▸ Page extract:

#####

1. **Batch operations** — add nodes/connections in batches, not individually
2. **Specify columns** — only include columns you need to reduce memory
3. **Filter by type first** — `type_filter()` before `filter()` for narrower scans
4. **Create indexes** — on frequently filtered equality conditions (~3x on 100k+ nodes)
5. **Use lightweight methods** — `node_count()`, `indices()`, `get_node_by_id()` skip property materialization
6. **Cypher LIMIT** — use `LIMIT` to avoid scanning entire result sets

### Threading

The Python GIL is released during heavy Rust operations, allowing other Python threads to run concurrently:

| Operation | GIL Released? | Notes |
|-----------|:---:|-------|
| `save()` | Yes | Serialization + compression + file write |
| `load()` | Yes | File read + decompression + deserialization |
| `export_embeddings()` | Yes | Serialization + compression + file write |
| `cypher()` (reads) | Yes | Query parsing, optimization, and execution |
| `vector_search()` | Yes | Similarity computation (uses rayon internally) |
| `search_text()` | Partial | Model embedding needs GIL; vector search releases it |
| `add_nodes()` | No | DataFrame conversion requires GIL throughout |
| `import_embeddings()` | No | Mutates graph in-place |
| `cypher()` (mutations) | No | Must hold exclusive lock on graph |

For concurrent access from multiple threads, mutations (`add_nodes`, `CREATE`/`SET`/`DELETE` Cypher) require external synchronization. Read-only operations (`cypher` reads, `vector_search`, `save`) can run while other Python threads execute.

#####

▸ Dataset extract:
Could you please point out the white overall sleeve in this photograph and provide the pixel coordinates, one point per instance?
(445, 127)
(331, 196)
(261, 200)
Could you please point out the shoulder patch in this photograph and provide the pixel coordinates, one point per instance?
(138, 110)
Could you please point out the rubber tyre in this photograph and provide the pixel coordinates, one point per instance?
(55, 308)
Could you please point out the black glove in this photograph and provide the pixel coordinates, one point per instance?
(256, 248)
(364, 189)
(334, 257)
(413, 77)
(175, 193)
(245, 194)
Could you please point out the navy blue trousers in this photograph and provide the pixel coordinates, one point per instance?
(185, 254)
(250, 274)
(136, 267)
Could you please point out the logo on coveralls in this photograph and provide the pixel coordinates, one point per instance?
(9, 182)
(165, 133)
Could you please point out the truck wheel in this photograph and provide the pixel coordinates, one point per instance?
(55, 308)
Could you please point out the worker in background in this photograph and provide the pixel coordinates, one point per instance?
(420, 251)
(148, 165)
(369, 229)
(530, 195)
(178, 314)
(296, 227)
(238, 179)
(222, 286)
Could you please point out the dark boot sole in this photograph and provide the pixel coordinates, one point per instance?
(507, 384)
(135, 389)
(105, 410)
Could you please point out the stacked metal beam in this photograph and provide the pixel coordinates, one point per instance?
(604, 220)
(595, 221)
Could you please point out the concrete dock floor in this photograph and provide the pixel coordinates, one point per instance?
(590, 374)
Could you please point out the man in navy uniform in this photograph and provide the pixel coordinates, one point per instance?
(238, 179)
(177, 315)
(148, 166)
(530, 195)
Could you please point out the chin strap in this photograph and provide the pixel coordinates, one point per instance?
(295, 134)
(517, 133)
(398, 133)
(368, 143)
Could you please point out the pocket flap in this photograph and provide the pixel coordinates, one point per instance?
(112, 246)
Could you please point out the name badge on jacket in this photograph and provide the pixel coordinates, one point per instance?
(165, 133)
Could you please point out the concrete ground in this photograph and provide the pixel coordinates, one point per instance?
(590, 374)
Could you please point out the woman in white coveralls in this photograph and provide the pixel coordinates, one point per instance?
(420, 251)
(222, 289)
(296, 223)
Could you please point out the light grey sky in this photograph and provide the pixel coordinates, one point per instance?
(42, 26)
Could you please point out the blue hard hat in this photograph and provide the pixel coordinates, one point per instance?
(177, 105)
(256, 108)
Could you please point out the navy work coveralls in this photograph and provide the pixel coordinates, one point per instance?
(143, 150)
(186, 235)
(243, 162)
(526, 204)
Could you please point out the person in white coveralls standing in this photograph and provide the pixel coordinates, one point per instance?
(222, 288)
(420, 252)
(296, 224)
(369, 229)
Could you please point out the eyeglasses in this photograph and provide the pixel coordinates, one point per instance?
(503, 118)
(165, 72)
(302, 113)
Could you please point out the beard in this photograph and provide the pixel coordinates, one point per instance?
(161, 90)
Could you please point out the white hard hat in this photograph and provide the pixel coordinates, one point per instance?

#####

▸ Exercises to complete:
**a)** In the documentation excerpt, what reason is given for `add_nodes()` not releasing the GIL?
**b)** From the documentation excerpt, extract the stretch from "1. **Batch operations**" through "on 100k+ nodes)".

▸ Results:
**a)** DataFrame conversion requires the GIL throughout.

**b)**
1. **Batch operations** — add nodes/connections in batches, not individually
2. **Specify columns** — only include columns you need to reduce memory
3. **Filter by type first** — `type_filter()` before `filter()` for narrower scans
4. **Create indexes** — on frequently filtered equality conditions (~3x on 100k+ nodes)